* **演習本文**
::::::

人を殺してみたかった/藤井誠二
人を殺してみたかった――。私は、捜査員が会見の席で発表した加害者少年の供述内容を知ったとき、愕然とした。
平成12年5月に愛知県豊川市で、17歳の男子高校生が「人を殺してみたかった」という動機のもと、見ず知らずの主婦を殺害した事件は世を震撼させた。
結局、この少年は医療少年院送致となった。
「人を殺してみたかった」という言葉。
人を殺す動機としてはあまりにも軽い。
何かコンビニで買い物でもするような感覚で人を殺す。
そんなに人の命は軽いものなのか?
人の命は特別なものではないのだろうか?
そう思ってしまう。
いったい少年の内面で何が起きていたのか?
そのような問題意識からのルポルタージュなのだが、結論は「わからない」というもの。
確かにさまざまな形で推測することはできる。
親子の関係、子供の頃の体験、友達関係、メディアの影響、精神分析学からのアプローチ・・・等々。
何れも決めてに欠ける。
結局、「わからない」のである。
殺人には動機が必ずあるということも、もしかしたら思い込みなのかも知れない。
それほどにこの事件の真相は闇に包まれている。

::::::

* **作業内容**
1. 次の (a)〜(c) が本文の内容と一致するか、それぞれ「はい」か「いいえ」で答え、判断の根拠となる本文の語句をそのまま引用せよ。(a) 事件は平成12年5月に愛知県豊川市で起きた。(b) 加害者の少年は少年刑務所に送られた。(c) ルポルタージュの結論は、動機がメディアの影響にあるというものである。
2. 本文で、少年の内面を推測する手がかりとして列挙されている項目をすべて挙げよ。

::::::

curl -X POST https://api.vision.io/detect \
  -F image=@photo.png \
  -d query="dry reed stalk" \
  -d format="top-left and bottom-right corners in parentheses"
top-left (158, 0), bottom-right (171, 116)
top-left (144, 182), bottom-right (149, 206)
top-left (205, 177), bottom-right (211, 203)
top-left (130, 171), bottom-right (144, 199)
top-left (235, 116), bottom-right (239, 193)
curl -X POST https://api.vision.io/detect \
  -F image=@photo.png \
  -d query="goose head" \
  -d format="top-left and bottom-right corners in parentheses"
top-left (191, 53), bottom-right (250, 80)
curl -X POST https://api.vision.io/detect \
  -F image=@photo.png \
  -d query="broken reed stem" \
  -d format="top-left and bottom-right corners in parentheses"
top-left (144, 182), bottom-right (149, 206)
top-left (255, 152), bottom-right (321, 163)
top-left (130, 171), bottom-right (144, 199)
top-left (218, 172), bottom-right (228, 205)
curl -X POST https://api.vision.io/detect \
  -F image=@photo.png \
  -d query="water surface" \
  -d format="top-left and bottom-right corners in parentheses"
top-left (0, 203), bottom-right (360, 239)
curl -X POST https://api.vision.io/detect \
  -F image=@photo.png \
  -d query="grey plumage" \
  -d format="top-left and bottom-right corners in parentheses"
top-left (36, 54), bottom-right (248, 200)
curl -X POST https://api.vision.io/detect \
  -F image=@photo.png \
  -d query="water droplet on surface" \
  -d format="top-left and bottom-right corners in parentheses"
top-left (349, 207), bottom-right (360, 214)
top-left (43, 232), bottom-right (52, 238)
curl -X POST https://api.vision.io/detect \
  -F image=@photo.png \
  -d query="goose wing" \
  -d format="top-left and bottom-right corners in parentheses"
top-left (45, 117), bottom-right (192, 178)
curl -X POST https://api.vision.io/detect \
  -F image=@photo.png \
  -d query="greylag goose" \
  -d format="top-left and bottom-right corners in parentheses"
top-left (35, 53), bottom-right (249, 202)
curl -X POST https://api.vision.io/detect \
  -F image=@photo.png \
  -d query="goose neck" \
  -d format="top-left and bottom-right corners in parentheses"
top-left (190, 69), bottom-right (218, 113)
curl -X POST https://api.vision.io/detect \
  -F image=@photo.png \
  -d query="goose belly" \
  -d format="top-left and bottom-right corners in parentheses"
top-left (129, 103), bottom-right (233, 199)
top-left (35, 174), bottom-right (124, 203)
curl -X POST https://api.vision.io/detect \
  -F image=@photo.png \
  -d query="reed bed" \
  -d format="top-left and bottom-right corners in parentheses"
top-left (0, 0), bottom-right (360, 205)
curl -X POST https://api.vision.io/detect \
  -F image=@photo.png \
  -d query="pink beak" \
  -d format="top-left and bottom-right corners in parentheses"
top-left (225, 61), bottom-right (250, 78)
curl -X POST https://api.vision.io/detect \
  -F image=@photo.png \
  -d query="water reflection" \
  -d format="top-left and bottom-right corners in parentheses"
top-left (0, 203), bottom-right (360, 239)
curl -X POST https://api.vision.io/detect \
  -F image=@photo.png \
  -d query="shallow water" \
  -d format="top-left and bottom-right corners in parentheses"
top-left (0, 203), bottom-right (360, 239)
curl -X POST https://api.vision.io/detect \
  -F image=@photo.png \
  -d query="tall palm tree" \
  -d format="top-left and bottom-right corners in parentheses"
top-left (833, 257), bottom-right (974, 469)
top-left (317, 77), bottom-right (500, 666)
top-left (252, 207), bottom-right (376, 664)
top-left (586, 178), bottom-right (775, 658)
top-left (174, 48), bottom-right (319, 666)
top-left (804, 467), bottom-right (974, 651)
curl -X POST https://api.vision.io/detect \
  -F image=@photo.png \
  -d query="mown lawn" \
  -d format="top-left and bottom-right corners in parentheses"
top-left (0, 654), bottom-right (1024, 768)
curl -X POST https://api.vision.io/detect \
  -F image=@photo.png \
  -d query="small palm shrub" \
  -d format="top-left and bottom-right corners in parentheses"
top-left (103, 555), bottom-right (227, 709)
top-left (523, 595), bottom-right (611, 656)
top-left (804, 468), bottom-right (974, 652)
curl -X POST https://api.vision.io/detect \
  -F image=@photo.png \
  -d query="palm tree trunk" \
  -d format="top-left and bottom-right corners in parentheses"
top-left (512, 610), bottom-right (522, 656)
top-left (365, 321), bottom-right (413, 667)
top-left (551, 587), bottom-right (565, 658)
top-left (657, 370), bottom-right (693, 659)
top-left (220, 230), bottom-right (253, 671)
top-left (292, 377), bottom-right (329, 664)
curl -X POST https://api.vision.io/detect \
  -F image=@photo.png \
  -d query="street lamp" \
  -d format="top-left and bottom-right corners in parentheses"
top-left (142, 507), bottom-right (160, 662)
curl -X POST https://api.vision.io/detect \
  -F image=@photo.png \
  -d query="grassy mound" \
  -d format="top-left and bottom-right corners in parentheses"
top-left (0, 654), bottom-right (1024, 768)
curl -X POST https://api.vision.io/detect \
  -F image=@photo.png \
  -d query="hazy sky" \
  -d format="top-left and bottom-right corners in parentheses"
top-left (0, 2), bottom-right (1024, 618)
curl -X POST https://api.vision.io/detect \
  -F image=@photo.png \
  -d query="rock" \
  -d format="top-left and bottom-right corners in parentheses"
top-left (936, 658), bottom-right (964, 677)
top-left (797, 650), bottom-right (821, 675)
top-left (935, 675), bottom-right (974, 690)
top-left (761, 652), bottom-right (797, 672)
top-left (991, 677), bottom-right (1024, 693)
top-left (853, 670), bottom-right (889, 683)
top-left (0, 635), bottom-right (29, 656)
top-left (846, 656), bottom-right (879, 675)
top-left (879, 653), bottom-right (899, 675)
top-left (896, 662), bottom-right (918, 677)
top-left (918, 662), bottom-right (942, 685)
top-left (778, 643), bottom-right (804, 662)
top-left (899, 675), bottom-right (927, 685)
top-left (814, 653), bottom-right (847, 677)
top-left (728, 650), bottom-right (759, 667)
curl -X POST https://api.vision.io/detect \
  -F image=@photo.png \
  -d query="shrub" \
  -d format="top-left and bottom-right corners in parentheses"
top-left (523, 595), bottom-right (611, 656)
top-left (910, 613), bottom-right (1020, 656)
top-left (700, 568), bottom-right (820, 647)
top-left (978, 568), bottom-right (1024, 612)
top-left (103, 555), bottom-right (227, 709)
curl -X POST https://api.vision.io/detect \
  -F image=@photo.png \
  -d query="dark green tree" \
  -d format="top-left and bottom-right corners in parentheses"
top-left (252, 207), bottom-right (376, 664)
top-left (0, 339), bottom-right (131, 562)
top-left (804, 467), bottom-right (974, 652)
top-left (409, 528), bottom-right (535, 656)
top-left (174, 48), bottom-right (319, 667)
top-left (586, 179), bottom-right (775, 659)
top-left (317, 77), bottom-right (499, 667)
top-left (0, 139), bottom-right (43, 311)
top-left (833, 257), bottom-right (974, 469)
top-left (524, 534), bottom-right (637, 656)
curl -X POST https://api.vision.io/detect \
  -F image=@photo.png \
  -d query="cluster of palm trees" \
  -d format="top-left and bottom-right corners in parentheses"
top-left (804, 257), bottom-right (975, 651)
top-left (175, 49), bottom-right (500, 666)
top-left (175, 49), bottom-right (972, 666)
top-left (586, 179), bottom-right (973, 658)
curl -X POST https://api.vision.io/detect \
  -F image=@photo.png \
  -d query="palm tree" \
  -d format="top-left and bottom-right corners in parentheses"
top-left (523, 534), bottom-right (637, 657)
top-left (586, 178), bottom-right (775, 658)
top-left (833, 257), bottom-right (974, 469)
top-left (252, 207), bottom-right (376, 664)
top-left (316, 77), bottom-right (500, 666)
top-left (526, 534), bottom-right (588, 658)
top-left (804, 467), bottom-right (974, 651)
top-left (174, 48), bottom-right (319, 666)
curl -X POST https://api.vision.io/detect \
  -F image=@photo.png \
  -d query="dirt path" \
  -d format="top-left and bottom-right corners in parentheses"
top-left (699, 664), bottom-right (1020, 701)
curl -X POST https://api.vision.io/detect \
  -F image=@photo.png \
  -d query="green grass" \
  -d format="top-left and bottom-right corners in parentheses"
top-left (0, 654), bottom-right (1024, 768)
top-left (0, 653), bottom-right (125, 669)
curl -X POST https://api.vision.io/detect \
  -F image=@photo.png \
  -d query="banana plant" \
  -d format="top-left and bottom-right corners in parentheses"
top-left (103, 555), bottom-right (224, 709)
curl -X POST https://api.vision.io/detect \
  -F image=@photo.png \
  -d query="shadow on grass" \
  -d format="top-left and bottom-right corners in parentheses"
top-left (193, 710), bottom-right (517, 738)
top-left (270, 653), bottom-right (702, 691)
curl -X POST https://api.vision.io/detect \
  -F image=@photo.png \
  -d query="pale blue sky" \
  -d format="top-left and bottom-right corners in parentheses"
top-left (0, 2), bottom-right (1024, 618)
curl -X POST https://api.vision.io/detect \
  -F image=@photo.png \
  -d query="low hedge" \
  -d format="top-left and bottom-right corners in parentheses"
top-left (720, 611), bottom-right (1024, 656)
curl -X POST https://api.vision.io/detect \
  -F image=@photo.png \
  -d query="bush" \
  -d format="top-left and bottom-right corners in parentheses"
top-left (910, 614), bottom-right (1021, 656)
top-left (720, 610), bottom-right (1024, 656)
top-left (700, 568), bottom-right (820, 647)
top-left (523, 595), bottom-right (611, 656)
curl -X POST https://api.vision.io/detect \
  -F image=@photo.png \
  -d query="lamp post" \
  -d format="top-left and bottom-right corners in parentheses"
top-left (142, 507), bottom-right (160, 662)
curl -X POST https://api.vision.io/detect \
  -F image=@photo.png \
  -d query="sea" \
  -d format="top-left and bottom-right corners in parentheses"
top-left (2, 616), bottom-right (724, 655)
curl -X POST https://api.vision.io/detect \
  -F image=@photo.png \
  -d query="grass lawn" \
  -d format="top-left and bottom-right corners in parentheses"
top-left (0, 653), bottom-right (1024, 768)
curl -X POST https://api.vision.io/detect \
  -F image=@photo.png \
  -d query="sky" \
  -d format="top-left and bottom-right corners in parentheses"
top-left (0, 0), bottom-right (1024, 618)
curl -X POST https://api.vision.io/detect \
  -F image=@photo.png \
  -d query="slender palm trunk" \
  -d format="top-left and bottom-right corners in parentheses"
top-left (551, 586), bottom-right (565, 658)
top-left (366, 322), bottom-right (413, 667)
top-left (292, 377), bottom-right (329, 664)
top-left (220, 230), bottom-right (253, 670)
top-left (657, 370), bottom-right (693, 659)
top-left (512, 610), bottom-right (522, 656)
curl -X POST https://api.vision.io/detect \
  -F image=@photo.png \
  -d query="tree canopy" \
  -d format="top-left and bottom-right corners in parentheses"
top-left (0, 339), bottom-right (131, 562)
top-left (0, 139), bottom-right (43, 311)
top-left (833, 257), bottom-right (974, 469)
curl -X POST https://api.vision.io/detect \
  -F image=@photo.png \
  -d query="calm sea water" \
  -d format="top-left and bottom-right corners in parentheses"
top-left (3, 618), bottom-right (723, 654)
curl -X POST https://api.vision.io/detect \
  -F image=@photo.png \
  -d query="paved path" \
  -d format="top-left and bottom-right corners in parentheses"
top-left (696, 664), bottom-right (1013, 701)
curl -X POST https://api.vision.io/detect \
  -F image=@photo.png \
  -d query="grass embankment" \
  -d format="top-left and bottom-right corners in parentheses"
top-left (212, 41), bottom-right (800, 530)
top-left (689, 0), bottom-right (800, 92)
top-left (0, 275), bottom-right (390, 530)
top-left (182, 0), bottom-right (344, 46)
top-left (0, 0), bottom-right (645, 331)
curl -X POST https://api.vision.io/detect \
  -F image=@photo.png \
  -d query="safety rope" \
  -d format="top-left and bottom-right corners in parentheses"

::::::

* **解答は以下**
1.
(a) はい。「平成12年5月に愛知県豊川市で」
(b) いいえ。「この少年は医療少年院送致となった」
(c) いいえ。「結論は「わからない」というもの」

2.
親子の関係
子供の頃の体験
友達関係
メディアの影響
精神分析学からのアプローチ